Material shown
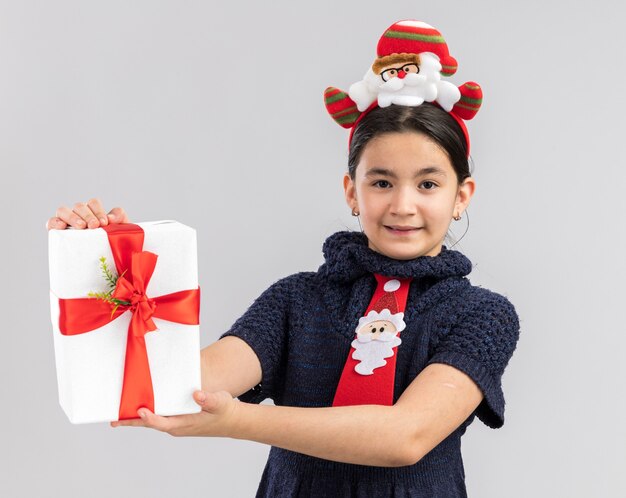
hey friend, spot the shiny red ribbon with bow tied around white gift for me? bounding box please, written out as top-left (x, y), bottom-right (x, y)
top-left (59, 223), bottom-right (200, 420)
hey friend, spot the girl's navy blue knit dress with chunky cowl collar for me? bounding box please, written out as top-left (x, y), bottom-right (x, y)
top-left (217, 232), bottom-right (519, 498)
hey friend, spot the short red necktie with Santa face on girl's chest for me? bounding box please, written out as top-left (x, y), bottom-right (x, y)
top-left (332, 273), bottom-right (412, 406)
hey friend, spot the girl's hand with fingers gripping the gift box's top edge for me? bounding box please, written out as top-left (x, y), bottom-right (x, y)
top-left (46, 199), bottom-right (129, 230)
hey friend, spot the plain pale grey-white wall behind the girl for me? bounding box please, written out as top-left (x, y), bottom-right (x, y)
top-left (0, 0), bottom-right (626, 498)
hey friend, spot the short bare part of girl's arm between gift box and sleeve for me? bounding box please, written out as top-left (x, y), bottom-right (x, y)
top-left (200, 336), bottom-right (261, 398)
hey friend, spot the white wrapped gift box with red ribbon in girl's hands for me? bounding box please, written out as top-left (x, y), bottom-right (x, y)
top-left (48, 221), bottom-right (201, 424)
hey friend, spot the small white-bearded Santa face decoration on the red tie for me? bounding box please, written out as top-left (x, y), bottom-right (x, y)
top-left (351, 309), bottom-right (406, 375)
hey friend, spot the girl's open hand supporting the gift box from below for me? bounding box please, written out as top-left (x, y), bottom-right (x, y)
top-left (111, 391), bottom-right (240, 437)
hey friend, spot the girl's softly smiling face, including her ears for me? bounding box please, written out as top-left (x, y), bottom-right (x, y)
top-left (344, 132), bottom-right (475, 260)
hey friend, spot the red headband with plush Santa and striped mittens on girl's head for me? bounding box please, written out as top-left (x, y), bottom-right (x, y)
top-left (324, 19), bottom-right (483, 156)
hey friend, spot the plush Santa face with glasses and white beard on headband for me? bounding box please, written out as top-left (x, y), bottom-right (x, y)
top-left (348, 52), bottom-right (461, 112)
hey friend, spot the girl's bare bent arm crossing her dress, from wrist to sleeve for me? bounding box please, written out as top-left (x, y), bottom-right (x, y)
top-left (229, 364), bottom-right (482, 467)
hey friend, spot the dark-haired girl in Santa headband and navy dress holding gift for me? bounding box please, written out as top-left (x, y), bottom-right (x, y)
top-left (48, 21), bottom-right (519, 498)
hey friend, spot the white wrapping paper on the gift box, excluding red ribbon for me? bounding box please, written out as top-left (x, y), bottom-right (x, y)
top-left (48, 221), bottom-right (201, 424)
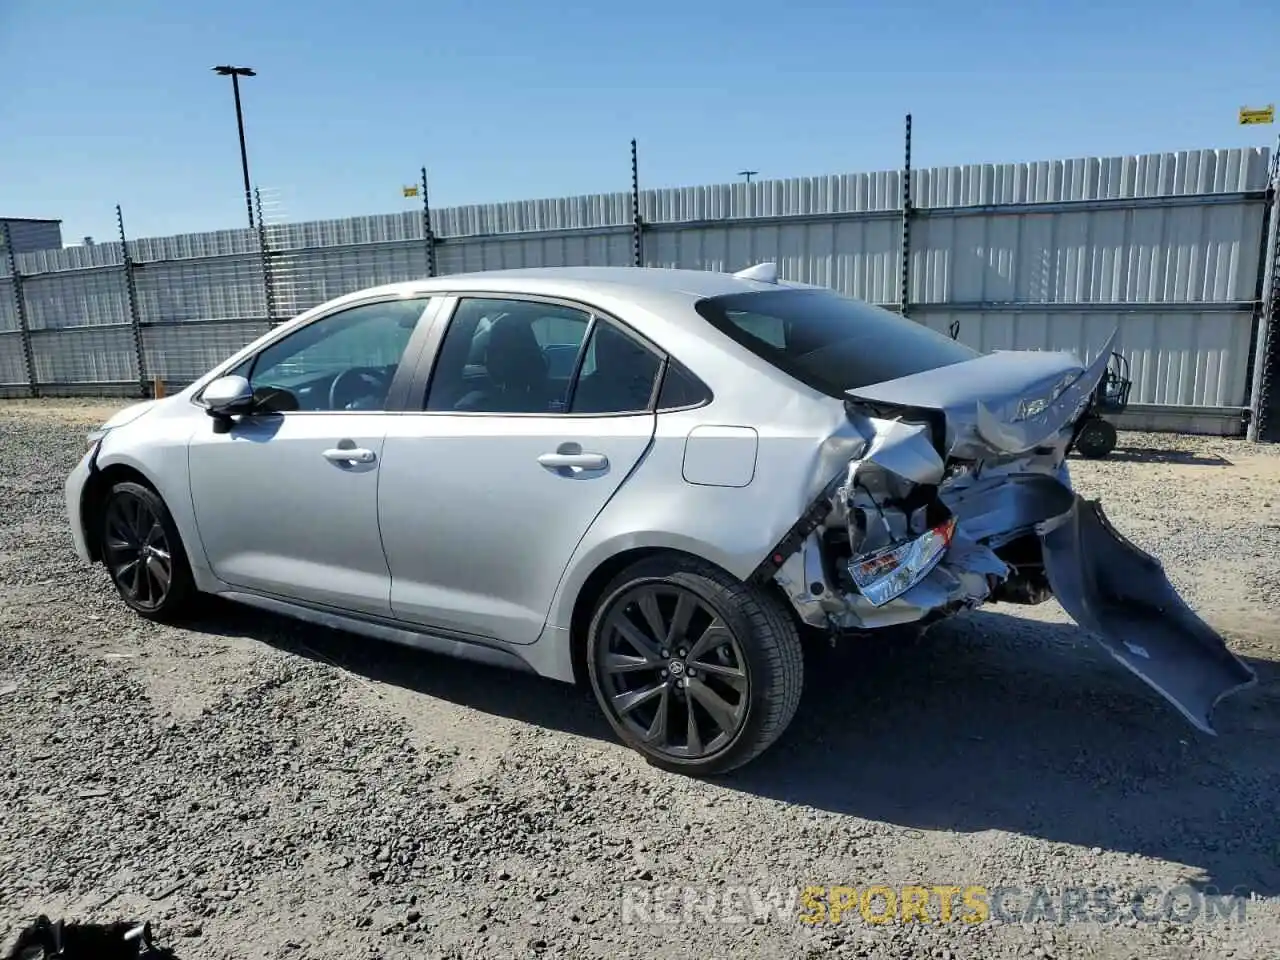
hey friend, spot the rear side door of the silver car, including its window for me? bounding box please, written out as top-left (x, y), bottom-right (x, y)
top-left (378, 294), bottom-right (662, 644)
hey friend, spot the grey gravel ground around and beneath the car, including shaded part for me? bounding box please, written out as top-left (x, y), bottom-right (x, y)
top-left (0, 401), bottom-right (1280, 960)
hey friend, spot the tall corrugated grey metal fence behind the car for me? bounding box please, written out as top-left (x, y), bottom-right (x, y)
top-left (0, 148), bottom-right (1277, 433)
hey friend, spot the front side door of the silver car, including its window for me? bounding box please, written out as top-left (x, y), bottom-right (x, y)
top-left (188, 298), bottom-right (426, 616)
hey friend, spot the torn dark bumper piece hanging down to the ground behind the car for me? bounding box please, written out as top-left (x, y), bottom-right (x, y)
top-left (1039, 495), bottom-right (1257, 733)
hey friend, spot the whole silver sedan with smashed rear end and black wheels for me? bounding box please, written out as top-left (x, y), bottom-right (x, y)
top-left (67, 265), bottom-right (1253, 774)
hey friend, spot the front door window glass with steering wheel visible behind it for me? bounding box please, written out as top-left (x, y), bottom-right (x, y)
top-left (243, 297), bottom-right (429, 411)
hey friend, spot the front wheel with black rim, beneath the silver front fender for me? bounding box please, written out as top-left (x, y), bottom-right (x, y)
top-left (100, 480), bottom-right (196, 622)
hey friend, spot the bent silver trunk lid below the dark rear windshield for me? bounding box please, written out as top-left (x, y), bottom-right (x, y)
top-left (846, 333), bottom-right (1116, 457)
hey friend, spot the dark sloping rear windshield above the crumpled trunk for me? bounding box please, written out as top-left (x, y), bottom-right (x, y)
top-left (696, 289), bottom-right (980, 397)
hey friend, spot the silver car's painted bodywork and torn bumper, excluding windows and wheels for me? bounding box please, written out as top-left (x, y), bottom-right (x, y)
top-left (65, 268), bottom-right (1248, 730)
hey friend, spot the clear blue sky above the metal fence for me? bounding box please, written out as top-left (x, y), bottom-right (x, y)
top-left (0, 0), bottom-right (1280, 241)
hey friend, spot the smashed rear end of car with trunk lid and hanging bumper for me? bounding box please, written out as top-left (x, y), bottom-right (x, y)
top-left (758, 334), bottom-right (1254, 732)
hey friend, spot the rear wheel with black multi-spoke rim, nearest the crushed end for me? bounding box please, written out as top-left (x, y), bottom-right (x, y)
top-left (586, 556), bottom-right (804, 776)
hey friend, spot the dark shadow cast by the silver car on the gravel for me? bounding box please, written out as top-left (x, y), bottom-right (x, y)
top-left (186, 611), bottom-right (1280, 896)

Requirement
Without the pictures, write out every entry precisely as it appears.

Expected answer
hey friend, spot the shiny red ribbon with bow tied around white gift for me? bounding box please, written out as top-left (x, y), bottom-right (x, y)
top-left (59, 223), bottom-right (200, 420)
hey friend, spot the girl's navy blue knit dress with chunky cowl collar for me? bounding box please, written out as top-left (x, y), bottom-right (x, y)
top-left (217, 232), bottom-right (519, 498)
hey friend, spot the short red necktie with Santa face on girl's chest for me? bounding box please, written out as top-left (x, y), bottom-right (x, y)
top-left (332, 273), bottom-right (412, 406)
hey friend, spot the girl's hand with fingers gripping the gift box's top edge for me? bounding box please, written out as top-left (x, y), bottom-right (x, y)
top-left (46, 199), bottom-right (129, 230)
hey friend, spot the plain pale grey-white wall behind the girl for me? bounding box please, written out as top-left (x, y), bottom-right (x, y)
top-left (0, 0), bottom-right (626, 498)
hey friend, spot the short bare part of girl's arm between gift box and sleeve for me? bounding box please, written out as top-left (x, y), bottom-right (x, y)
top-left (200, 336), bottom-right (261, 398)
hey friend, spot the white wrapped gift box with red ribbon in girl's hands for me? bounding box please, written out as top-left (x, y), bottom-right (x, y)
top-left (48, 221), bottom-right (201, 424)
hey friend, spot the small white-bearded Santa face decoration on the red tie for me? bounding box please, written out as top-left (x, y), bottom-right (x, y)
top-left (351, 309), bottom-right (406, 375)
hey friend, spot the girl's open hand supporting the gift box from below for me? bounding box please, written out as top-left (x, y), bottom-right (x, y)
top-left (111, 391), bottom-right (240, 437)
hey friend, spot the girl's softly smiling face, including her ears for me? bounding box please, written out as top-left (x, y), bottom-right (x, y)
top-left (344, 132), bottom-right (475, 260)
hey friend, spot the red headband with plush Santa and striped mittens on girl's head for me? bounding box please, written out as top-left (x, y), bottom-right (x, y)
top-left (324, 19), bottom-right (483, 156)
hey friend, spot the plush Santa face with glasses and white beard on headband for me? bounding box please, written out as top-left (x, y), bottom-right (x, y)
top-left (348, 52), bottom-right (461, 112)
hey friend, spot the girl's bare bent arm crossing her dress, from wrist to sleeve for me? bounding box please, written out as top-left (x, y), bottom-right (x, y)
top-left (229, 364), bottom-right (482, 467)
hey friend, spot the dark-haired girl in Santa headband and navy dress holding gift for me? bounding box please, written out as top-left (x, y), bottom-right (x, y)
top-left (48, 21), bottom-right (519, 498)
hey friend, spot the white wrapping paper on the gift box, excluding red ribbon for me? bounding box please, written out as top-left (x, y), bottom-right (x, y)
top-left (48, 221), bottom-right (201, 424)
hey friend, spot the rear side door of the silver car, including its window for me? bounding box please, written out as top-left (x, y), bottom-right (x, y)
top-left (378, 294), bottom-right (662, 644)
hey friend, spot the grey gravel ground around and beneath the car, including shaded part for me? bounding box please, written out as top-left (x, y), bottom-right (x, y)
top-left (0, 401), bottom-right (1280, 960)
hey friend, spot the tall corrugated grey metal fence behind the car for me? bounding box please, written out as top-left (x, y), bottom-right (x, y)
top-left (0, 148), bottom-right (1277, 433)
hey friend, spot the front side door of the silver car, including its window for me? bounding box please, written out as top-left (x, y), bottom-right (x, y)
top-left (188, 298), bottom-right (426, 616)
hey friend, spot the torn dark bumper piece hanging down to the ground behind the car for me? bounding box please, written out as top-left (x, y), bottom-right (x, y)
top-left (1039, 495), bottom-right (1257, 733)
hey friend, spot the whole silver sedan with smashed rear end and black wheels for me? bounding box please, written out as top-left (x, y), bottom-right (x, y)
top-left (67, 265), bottom-right (1253, 774)
hey friend, spot the front door window glass with steering wheel visible behind it for me? bounding box please, written out as top-left (x, y), bottom-right (x, y)
top-left (243, 297), bottom-right (429, 411)
hey friend, spot the front wheel with black rim, beneath the silver front fender for me? bounding box please, written out as top-left (x, y), bottom-right (x, y)
top-left (100, 480), bottom-right (196, 622)
hey friend, spot the bent silver trunk lid below the dark rear windshield for me? bounding box please, written out as top-left (x, y), bottom-right (x, y)
top-left (846, 333), bottom-right (1116, 457)
hey friend, spot the dark sloping rear windshield above the crumpled trunk for me? bounding box please, written out as top-left (x, y), bottom-right (x, y)
top-left (696, 289), bottom-right (980, 397)
hey friend, spot the silver car's painted bodywork and torn bumper, excluding windows and wheels for me? bounding box please, written out as top-left (x, y), bottom-right (x, y)
top-left (65, 268), bottom-right (1248, 730)
hey friend, spot the clear blue sky above the metal fence for me? bounding box please, written out as top-left (x, y), bottom-right (x, y)
top-left (0, 0), bottom-right (1280, 241)
hey friend, spot the smashed rear end of car with trunk lid and hanging bumper for me? bounding box please, written out as top-left (x, y), bottom-right (x, y)
top-left (758, 334), bottom-right (1254, 732)
hey friend, spot the rear wheel with black multi-spoke rim, nearest the crushed end for me? bounding box please, written out as top-left (x, y), bottom-right (x, y)
top-left (586, 556), bottom-right (804, 776)
hey friend, spot the dark shadow cast by the silver car on the gravel for me? bounding box please, written out as top-left (x, y), bottom-right (x, y)
top-left (186, 611), bottom-right (1280, 896)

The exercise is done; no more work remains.